## [ИСХОДНЫЙ ТЕКСТ]
>>>

День подавления восстания совпал с государственным праздником — днем Парижской коммуны, и рабочие некоторых предприятий устроили по инициативе коммунистов шествия в честь победы над мятежниками. Но политсводки свидетельствовали, что ликования в городе не было: «Ликвидация мятежа в массе населения не произвела того впечатления, какого следовало ожидать. В большинстве случаев это недоверчивость к свершившемуся факту, чаще всего слышатся возгласы, что не могли пехотные части взять морскую неприступную крепость. Ходят упорные слухи, что в лагере белых существует хорошо подготовленный заговор, о котором нам ничего не известно, но который с наступлением весны будет приведен в исполнение. Тогда уж нам так легко не отделаться». В этих слухах была доля истины, только беды стоило ждать не от белых, а от укреплявшейся советской власти, об этом красноречиво свидетельствовала судьба кронштадтцев — гвардии, передового отряда, «красы и гордости революции». Писатель Леонид Пантелеев через несколько лет после этих событий записал рассказ бывшего матроса: «После Кронштадтского мятежа, в 21 или 22 году — гуляли мы с товарищем по Конногвардейскому бульвару. Идет мимо курсант, на нас не смотрит... поет:

Эх вы, клешники.

Да что наделали —

Были красные Да стали белые!»

В сознании многих мемуаристов лихолетье военного коммунизма завершилось страшным августом 1921 года, унесшим жизни Александра Блока и Николая Гумилева. Нередко бывает так: в полотно исторических событий эпохи вплетается нить яркой человеческой судьбы, и эта судьба дает имя своей эпохе. В 1921 году в речи «О назначении поэта» Александр Блок говорил о пушкинской эпохе: «Сумрачные имена императоров, полководцев, изобретателей орудий убийства, мучителей и мучеников жизни. И рядом с ними — это легкое имя: Пушкин». Для многих современников Блока их время определялось его именем; один из них, литератор Леонид Борисов, писал: «И не только одни стихи его есть Блок — именем этим сегодня мы обозначаем эпоху, время, атмосферу и целый мир». Творчество Александра Блока — одна из духовных исповедей России, «самое страшное то, что с Блоком кончилась литература русская», — записал, узнав о его смерти, К. И. Чуковский. Сознание «особости» Блока и его поэзии сложилось у его почитателей еще со времени «Стихов о Прекрасной Даме», оно сопровождало поэта всю жизнь. Поэтесса Елизавета Кузьмина-Караваева вспоминала характерный эпизод: ноябрьская ночь 1914 года в Москве, уже несколько месяцев идет война, получены первые известия о поражениях на фронте, и для многих эти переживания связаны с мучительной тревогой за судьбу России. В компании спешащей по ночному городу молодежи заходит разговор об этих событиях, а потом о Блоке: «...сначала это спор, — писала она. — Потом просто моя декларация о Блоке. Я говорю громко, в снег, в ночь, вещи для меня пронзительные и решающие. У России, у нашего народа родился такой ребенок. Самый на нее похожий сын, такой же мучительный, как она. Ну, мать безумна, все мы ее безумием больны. Но сына этого она нам на руки кинула, и мы должны его спасти, мы за него отвечаем... я вольно и свободно свою душу даю на его защиту»40.

<<<

## [ЗАДАНИЕ]
Ответьте по тексту о Кронштадте и Блоке:
(а) С каким государственным праздником совпал день подавления восстания?
(б) Как называлась речь, с которой Блок выступил в 1921 году?
(в) В каком городе и в каком месяце 1914 года произошел эпизод, о котором вспоминала Кузьмина-Караваева?

## [ЗАПИСАННЫЕ СВЕДЕНИЯ]
>>>

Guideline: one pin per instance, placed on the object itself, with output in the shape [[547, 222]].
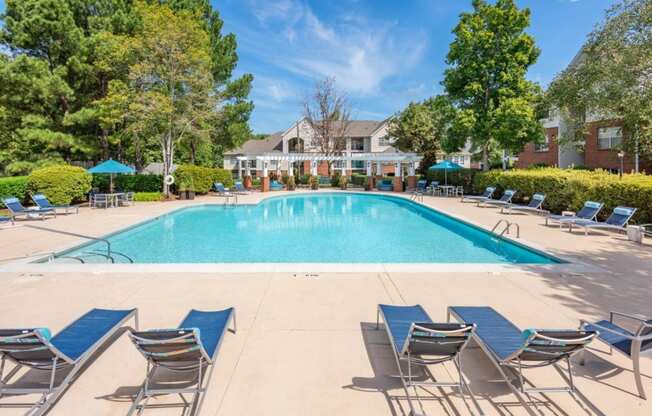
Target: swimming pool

<<<

## [ОТВЕТ К ЗАДАНИЮ]
(а) С днем Парижской коммуны.
(б) «О назначении поэта».
(в) В Москве, в ноябре.